**Extracted records:**
------------------------------------------------------------------------
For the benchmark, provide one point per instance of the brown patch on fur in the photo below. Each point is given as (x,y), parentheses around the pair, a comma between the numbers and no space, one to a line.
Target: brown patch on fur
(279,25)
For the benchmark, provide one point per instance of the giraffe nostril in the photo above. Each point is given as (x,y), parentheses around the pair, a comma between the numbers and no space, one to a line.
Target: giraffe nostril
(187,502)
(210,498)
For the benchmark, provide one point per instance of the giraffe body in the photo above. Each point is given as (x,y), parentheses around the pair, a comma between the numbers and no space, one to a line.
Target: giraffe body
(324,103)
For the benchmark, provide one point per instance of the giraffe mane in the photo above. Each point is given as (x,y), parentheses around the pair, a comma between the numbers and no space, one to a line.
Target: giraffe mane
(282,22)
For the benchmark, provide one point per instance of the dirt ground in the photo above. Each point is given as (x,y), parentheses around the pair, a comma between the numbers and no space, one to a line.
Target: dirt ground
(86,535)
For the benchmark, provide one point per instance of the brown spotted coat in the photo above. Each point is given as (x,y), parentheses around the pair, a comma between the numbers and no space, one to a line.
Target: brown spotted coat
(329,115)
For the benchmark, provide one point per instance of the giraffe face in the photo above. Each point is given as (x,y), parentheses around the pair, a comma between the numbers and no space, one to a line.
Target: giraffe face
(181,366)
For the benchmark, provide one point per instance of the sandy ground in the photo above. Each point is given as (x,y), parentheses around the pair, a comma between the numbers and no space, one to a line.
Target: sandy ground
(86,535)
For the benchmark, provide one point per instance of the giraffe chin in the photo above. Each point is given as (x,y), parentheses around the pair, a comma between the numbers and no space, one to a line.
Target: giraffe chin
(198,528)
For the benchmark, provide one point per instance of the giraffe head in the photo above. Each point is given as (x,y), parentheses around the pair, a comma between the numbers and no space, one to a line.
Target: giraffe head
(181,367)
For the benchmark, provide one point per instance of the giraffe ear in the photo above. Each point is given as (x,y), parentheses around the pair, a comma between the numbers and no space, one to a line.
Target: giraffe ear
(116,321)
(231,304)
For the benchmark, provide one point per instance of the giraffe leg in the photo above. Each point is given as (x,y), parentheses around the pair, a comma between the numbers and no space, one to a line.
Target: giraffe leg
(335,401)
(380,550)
------------------------------------------------------------------------
**What to do:**
Rename "giraffe" to "okapi" everywhere in the lines above and write all of them out again. Leave everything else unchanged.

**Solution below:**
For the benchmark, provide one point per instance of the brown patch on fur in the photo below. Each point is given as (x,y), parentheses around the pair, a comma between the numbers and no space, one to a line.
Target: brown patch on fur
(279,25)
For the benchmark, provide one point per instance of the okapi nostril in the photo above. Each point is given as (x,y), parentheses around the pair, a comma between the numbers and no space, one to a line.
Target: okapi nostril
(187,502)
(210,498)
For the benchmark, provide one point per instance of the okapi body in the photo above. Each point is given as (x,y), parentheses around the pair, a comma between the numbers and no space, one to a line.
Target: okapi body
(324,103)
For the benchmark, provide one point per instance of the okapi mane in the photo above. Each point is given as (x,y), parentheses around the pair, a comma between the numbers and no space, one to a line.
Target: okapi mane
(282,22)
For the benchmark, provide one point per instance of the dirt ground in the photo above. Each point is given as (x,y), parentheses around the pair, a comma between the numbers and no space, one to a line.
Target: dirt ground
(86,535)
For the benchmark, provide one point per instance of the brown spotted coat in the photo above. Each point is given as (x,y), parentheses around the pair, a comma between the numbers and no space, one to a line.
Target: brown spotted coat
(329,115)
For the benchmark, provide one point per instance of the okapi face in the photo above. Each point is given as (x,y), parentheses around the pair, a comma between the numbers and no space, one to a line.
Target: okapi face
(181,366)
For the benchmark, provide one point per instance of the sandy ground in the photo above. Each point is given as (x,y), parentheses around the pair, a comma between the numbers and no space, one to a line.
Target: sandy ground
(86,535)
For the benchmark, provide one point per instance of the okapi chin in the photo above. Each point is given as (x,y), parentheses around the pair, a comma between the numbers and no space, one to a line.
Target: okapi chin
(198,528)
For the benchmark, provide one point per instance of the okapi head in the photo above. Each point is given as (x,y), parentheses around the pair, a comma between the numbers and no space, one to a line.
Target: okapi head
(181,367)
For the benchmark, provide one point per instance of the okapi ear in the photo above. Each point is given as (x,y), parentheses around the pair, a comma between the numbers and no space, one to a line.
Target: okapi ear
(116,321)
(231,304)
For the benchmark, provide one point per instance of the okapi leg in the photo above. Each point is given as (x,y), parentheses around the pair, a comma between the numbers and no space, one to a line.
Target: okapi leg
(335,401)
(380,550)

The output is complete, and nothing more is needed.